### Exercise directions
Rename "field log" to "survey record" throughout the listing below, and change nothing else. Reproduce the result without the pictures.

### Items
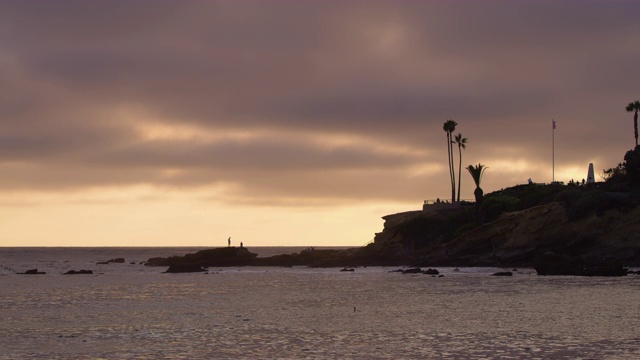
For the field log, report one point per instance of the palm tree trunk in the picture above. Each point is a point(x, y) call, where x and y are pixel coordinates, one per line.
point(459, 170)
point(453, 172)
point(449, 160)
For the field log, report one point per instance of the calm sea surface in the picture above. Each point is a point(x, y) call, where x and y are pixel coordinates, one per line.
point(129, 311)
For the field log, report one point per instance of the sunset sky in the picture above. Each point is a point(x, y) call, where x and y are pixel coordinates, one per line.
point(175, 123)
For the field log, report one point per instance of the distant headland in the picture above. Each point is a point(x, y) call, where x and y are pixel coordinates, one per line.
point(576, 229)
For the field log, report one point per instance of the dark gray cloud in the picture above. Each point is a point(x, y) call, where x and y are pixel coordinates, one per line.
point(388, 72)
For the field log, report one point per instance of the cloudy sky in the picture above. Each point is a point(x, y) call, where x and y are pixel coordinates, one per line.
point(293, 122)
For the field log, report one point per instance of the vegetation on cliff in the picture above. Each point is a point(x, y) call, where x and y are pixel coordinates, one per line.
point(518, 223)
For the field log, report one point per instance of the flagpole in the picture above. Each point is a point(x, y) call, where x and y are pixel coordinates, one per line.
point(553, 151)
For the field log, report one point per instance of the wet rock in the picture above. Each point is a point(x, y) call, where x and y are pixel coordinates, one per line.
point(32, 272)
point(184, 268)
point(502, 273)
point(553, 264)
point(411, 271)
point(115, 261)
point(79, 272)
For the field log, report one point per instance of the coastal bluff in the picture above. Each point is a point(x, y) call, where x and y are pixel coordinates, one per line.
point(524, 226)
point(514, 238)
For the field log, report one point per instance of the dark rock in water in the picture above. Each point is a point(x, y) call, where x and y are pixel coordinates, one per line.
point(79, 272)
point(412, 271)
point(33, 272)
point(553, 264)
point(502, 273)
point(115, 261)
point(228, 256)
point(184, 268)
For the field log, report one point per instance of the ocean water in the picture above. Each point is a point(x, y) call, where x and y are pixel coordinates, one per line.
point(129, 311)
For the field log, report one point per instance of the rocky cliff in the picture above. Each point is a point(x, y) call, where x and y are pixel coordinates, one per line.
point(515, 238)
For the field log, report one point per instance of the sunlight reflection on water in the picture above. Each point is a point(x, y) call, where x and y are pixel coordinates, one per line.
point(129, 311)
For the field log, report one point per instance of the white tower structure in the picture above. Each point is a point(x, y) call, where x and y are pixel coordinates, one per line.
point(590, 178)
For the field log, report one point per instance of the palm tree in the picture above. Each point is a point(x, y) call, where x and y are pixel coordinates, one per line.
point(634, 106)
point(476, 173)
point(449, 127)
point(462, 144)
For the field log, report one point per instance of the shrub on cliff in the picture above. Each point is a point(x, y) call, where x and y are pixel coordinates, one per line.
point(496, 205)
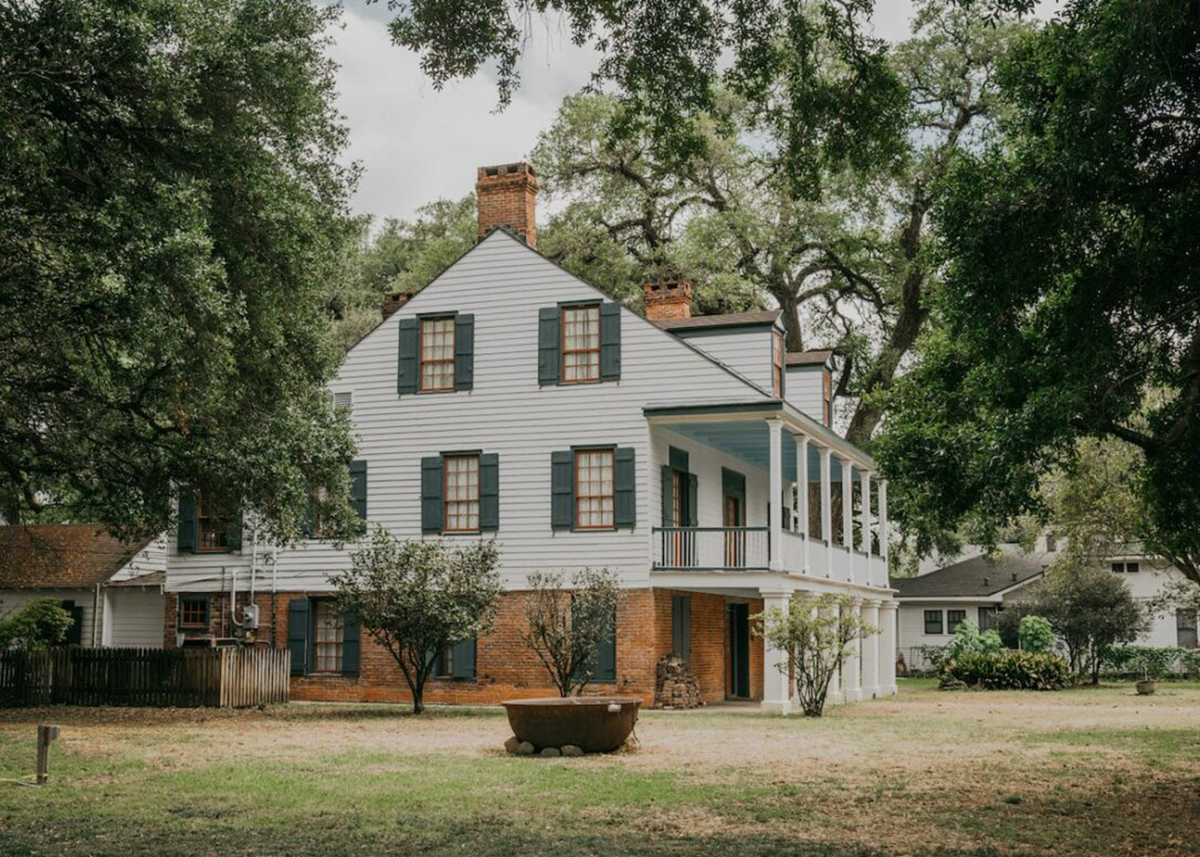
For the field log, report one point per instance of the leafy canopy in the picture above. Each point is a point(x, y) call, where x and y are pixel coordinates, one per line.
point(172, 208)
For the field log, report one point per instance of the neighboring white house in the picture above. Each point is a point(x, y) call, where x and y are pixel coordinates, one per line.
point(113, 589)
point(934, 603)
point(511, 400)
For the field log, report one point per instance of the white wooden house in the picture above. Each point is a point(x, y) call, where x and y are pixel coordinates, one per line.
point(113, 589)
point(511, 400)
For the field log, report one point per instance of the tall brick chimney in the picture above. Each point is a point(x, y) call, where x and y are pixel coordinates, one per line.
point(505, 196)
point(667, 300)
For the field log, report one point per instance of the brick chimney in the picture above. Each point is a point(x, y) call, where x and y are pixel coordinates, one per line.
point(667, 300)
point(393, 301)
point(505, 196)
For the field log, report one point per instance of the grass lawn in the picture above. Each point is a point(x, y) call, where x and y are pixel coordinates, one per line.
point(1081, 772)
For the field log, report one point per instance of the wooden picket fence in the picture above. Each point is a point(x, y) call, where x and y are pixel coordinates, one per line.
point(73, 676)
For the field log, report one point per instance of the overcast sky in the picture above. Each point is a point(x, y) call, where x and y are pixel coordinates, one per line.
point(417, 144)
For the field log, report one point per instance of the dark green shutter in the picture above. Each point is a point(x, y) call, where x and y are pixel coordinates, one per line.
point(431, 495)
point(549, 347)
point(610, 341)
point(681, 627)
point(624, 487)
point(465, 659)
point(75, 633)
point(359, 489)
point(562, 490)
point(463, 352)
point(606, 657)
point(351, 645)
point(489, 491)
point(409, 339)
point(298, 634)
point(186, 522)
point(667, 496)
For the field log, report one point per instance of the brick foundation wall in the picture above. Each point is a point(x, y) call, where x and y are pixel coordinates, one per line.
point(505, 667)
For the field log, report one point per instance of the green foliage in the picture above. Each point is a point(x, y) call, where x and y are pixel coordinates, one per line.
point(816, 633)
point(1036, 635)
point(173, 210)
point(1068, 310)
point(565, 625)
point(39, 624)
point(417, 598)
point(1006, 670)
point(967, 640)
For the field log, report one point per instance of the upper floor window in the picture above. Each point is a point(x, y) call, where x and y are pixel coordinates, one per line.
point(437, 354)
point(211, 525)
point(593, 489)
point(777, 363)
point(581, 343)
point(461, 493)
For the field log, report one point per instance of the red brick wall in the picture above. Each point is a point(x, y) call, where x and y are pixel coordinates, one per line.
point(504, 665)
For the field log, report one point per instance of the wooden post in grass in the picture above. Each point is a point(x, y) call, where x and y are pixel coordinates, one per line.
point(45, 736)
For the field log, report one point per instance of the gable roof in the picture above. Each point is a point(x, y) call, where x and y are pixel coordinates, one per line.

### Finished task
For the survey record, report one point per instance of the palm tree trunk in the picture above. Each point is a point(x, y) call, where x and y are pixel coordinates, one per line.
point(459, 170)
point(453, 172)
point(449, 160)
For the survey record, report one point per instance of the calm sea surface in the picture above. Each point is a point(x, y) call, where x and y are pixel coordinates, one per line.
point(129, 311)
For the survey record, report one point per instance of the sunset sky in the picture above. Each point is a point(x, y) call, where x and y are pixel coordinates, one per line.
point(175, 123)
For the survey record, report one point per instance of the distant headland in the picture above. Each point is a point(x, y) call, where x and y are pixel coordinates, one per line.
point(576, 229)
For the survey record, report one point per instance of the dark gray cloud in the picture above. Each point is a point(x, y) call, where x and y are pixel coordinates, one per line.
point(388, 72)
For the survey record, report one point per instance of the cloudy sky in the picture above. Each point is a point(x, y) call, where x and y are pixel coordinates, one per line.
point(293, 122)
For the survey record, report one point per instance of the vegetation on cliff in the picture above. Each point is a point(x, y) call, where x and y are pixel coordinates, one per line.
point(518, 223)
For the survey record, report one point per instance of the flagpole in the picture above. Each point is a point(x, y) call, where x and y are pixel coordinates, one per line.
point(553, 151)
For the survey record, report one point per instance of the wet rock in the picture above. Each point is a point(x, y) call, where x and y are pixel coordinates, one per line.
point(32, 272)
point(184, 268)
point(502, 273)
point(553, 264)
point(411, 271)
point(115, 261)
point(79, 272)
For the survey record, report one point per instance of the coastal bluff in the picture above. Each point is a point(x, y) call, where x and y are pixel coordinates, one per line.
point(524, 226)
point(514, 238)
For the survey record, report one point per instance of the dark rock in water in the picture above. Each point is a point(x, y) call, where x and y are pixel coordinates, one per line.
point(79, 272)
point(412, 271)
point(33, 272)
point(553, 264)
point(502, 273)
point(115, 261)
point(228, 256)
point(184, 268)
For the survey record, report one point per instance of the ocean water in the picture above. Each point is a point(x, y) call, where x and y are pixel coordinates, one per line.
point(129, 311)
For the survey record, report one point per instance of the rocky cliff in the picture above. Each point is a point(x, y) call, where x and y are pixel coordinates, one per line.
point(515, 238)
For the survey record, report one point per instance of the sunlight reflection on water in the picture above. Each point is a point(x, y) call, where x and y are pixel coordinates, one per line.
point(129, 311)
For the survey record, report one point per instance of the white tower structure in the picture above. Each point is a point(x, y) call, where x and y are pixel coordinates, one per line.
point(590, 178)
For the survey record, report one point per instance of the palm tree in the picture above. Each point is a point(x, y) call, where x and y are pixel coordinates, one per line.
point(634, 106)
point(476, 173)
point(449, 127)
point(462, 144)
For the survey record, report one point per instance of the shrub on cliff in the picture above. Each point is a point(x, y) call, where x and y are pixel coordinates, one per line.
point(496, 205)
For the survey record, report one point per instance of the leafy canopy in the picture above. Each point is a point(x, y) call, where x and y are pixel coordinates, one per line.
point(172, 208)
For the survey record, report one point per instance of the neighboring white house in the picture above. Each point is a point(x, y) call, where x and y are pixel coordinates, one per line.
point(113, 589)
point(934, 603)
point(511, 400)
For the survey record, report one point per instance of the white wooden house in the picture above. Each point is a point(x, y) call, where x and y are pixel coordinates, one per line.
point(113, 589)
point(511, 400)
For the survey record, report one point per instance of the tall brick chimney in the picture above. Each point is a point(x, y) call, where x and y are pixel coordinates, one per line.
point(505, 196)
point(667, 300)
For the survey record, report one point per instance of the brick chimney in the picture above. Each point is a point(x, y) call, where x and y are pixel coordinates, one per line.
point(667, 300)
point(393, 301)
point(505, 196)
For the survey record, report one point per instance of the grass lawn in the picture above. Each point is a point(x, y) call, where x and y are pixel coordinates, one per line.
point(1081, 772)
For the survey record, report one point per instance of the wooden picket fence in the picture above. Each point is a point(x, y) call, where x and y are pixel coordinates, one per line.
point(73, 676)
For the survey record, report one point per instance of the overcast sky in the picture above. Each point is a point(x, y) call, where x and y are pixel coordinates, one per line.
point(417, 144)
For the survey record, report one point per instance of the dark green shutter in the picture above. Each point is a point(x, y) call, where x and y are pixel coordinates, one per line.
point(431, 495)
point(549, 347)
point(610, 341)
point(681, 627)
point(624, 487)
point(465, 659)
point(75, 633)
point(359, 489)
point(562, 490)
point(463, 352)
point(606, 657)
point(351, 645)
point(489, 491)
point(409, 339)
point(298, 634)
point(186, 522)
point(667, 496)
For the survey record, report one point per instance of the brick foundation wall in the picture above. Each point is a point(x, y) call, where x and y are pixel coordinates, one per line.
point(505, 667)
For the survey record, report one point per instance of the green foliage in the picture above. Each point is a point(x, y) call, where x and y are pixel coordinates, one per line.
point(816, 633)
point(1036, 635)
point(173, 210)
point(1068, 310)
point(565, 625)
point(39, 624)
point(417, 598)
point(1006, 670)
point(967, 640)
For the survey record, report one point per instance of the upper floor window in the picture above. Each point is a point(x, y) call, where x and y are pixel coordinates, one per line.
point(437, 354)
point(211, 525)
point(593, 489)
point(777, 363)
point(581, 343)
point(461, 493)
For the survey record, report one point per instance of the red brick wall in the picture above. Each point is a point(x, y) call, where x and y are pixel coordinates, one per line.
point(504, 665)
For the survey record, report one point per instance of the wooden post in grass in the picture above. Each point is a point(x, y) call, where x and y are pixel coordinates, one per line.
point(45, 736)
For the survey record, report one point per instance of the gable roof in the picture above. Each point is a point(x, y) call, where x and y are pixel coordinates, one per line.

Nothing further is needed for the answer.